Task data below:
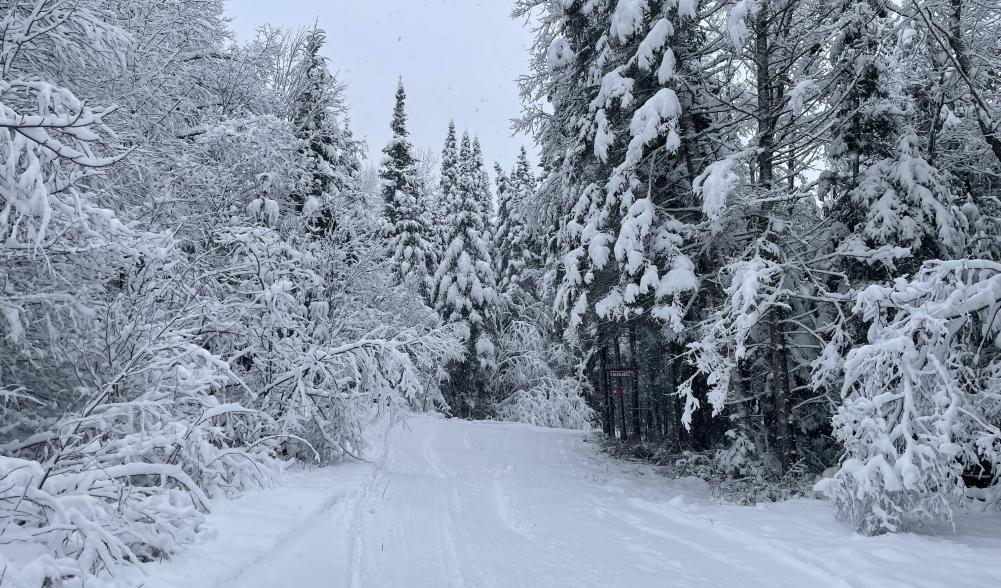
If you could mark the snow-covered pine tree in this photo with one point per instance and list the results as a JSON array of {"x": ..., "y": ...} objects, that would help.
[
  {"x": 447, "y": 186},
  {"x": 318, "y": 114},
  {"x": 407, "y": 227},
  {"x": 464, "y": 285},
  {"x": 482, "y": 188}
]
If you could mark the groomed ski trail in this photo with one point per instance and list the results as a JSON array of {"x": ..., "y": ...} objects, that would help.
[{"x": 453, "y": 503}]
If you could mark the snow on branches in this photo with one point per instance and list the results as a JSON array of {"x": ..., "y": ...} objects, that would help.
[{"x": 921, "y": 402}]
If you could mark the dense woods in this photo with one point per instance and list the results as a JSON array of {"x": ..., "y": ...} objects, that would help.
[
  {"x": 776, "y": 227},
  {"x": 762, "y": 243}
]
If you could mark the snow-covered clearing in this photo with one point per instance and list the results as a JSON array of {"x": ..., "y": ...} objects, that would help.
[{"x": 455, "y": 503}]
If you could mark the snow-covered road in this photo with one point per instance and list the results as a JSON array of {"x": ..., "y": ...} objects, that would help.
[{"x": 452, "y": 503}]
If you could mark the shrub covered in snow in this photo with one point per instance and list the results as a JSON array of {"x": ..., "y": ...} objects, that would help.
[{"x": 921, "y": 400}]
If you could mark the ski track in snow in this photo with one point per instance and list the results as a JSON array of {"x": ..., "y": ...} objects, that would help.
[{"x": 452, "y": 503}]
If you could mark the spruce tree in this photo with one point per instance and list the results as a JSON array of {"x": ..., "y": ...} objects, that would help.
End of Task data.
Task data below:
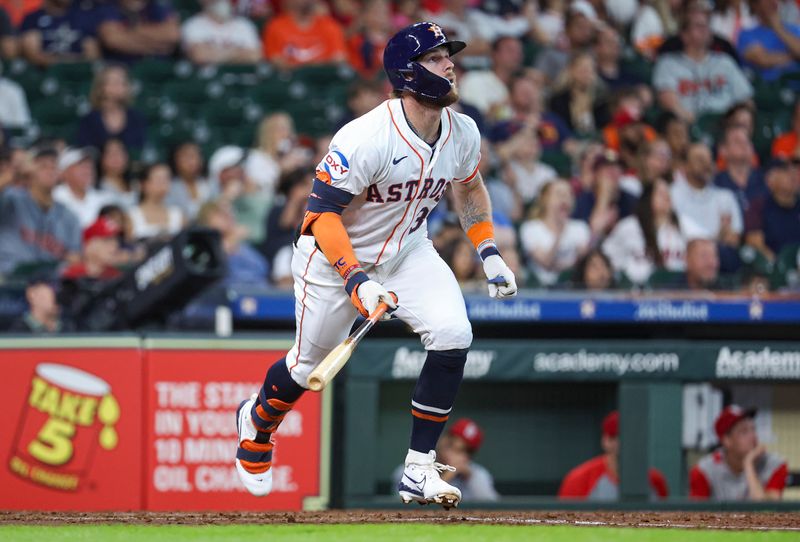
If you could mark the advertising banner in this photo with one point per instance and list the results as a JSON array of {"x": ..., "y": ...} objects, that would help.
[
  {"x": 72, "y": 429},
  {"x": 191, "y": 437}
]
End of Task data.
Task data below:
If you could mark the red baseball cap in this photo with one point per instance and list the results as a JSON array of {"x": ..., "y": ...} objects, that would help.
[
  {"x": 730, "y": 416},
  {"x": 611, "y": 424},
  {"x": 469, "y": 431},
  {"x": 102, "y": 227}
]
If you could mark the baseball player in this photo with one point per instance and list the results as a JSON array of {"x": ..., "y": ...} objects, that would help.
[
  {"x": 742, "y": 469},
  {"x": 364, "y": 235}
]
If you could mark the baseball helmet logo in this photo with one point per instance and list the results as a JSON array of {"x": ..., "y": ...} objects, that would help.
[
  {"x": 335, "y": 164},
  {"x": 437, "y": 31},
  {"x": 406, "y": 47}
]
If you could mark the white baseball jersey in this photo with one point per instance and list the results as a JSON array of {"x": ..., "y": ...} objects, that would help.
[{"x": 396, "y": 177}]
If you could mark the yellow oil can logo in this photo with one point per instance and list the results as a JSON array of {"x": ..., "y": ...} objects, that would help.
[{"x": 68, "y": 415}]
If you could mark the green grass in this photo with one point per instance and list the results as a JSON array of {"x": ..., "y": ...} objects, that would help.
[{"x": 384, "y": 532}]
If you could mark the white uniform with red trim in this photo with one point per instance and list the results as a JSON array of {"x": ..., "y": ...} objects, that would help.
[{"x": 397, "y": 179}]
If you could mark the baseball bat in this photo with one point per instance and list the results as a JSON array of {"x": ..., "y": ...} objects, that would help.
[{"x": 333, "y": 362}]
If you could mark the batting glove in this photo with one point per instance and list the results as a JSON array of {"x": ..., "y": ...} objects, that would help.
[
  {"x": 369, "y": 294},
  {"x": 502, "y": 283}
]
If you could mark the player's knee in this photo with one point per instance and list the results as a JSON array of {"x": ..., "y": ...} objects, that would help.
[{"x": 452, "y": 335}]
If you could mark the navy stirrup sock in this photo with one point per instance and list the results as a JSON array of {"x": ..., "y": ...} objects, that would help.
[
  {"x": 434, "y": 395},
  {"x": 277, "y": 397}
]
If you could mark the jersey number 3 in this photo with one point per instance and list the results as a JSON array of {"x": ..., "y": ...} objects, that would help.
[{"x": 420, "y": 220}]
End of Task data.
From the records above, quote only the lines running from the line with "If you could mark the snow-covered road" to the line with "If you could mark the spruce", both lines included.

If you could mark the snow-covered road in this photo with one point per instance and list the results as a JSON array of {"x": ..., "y": ...} objects, that would help.
[{"x": 452, "y": 503}]
If you could mark the shrub covered in snow in this photo with one point per instance and list the results as a JSON array of {"x": ..., "y": ...} objects, that would help.
[{"x": 921, "y": 400}]
If you could mark the ski track in snow in this photo with one point per instance and list the results as a JSON array of {"x": ..., "y": ...} objects, that would help.
[{"x": 452, "y": 503}]
If you could mark the spruce tree in this photo with one point per instance and list the results as a JSON array of {"x": ..., "y": ...} objects, that would help.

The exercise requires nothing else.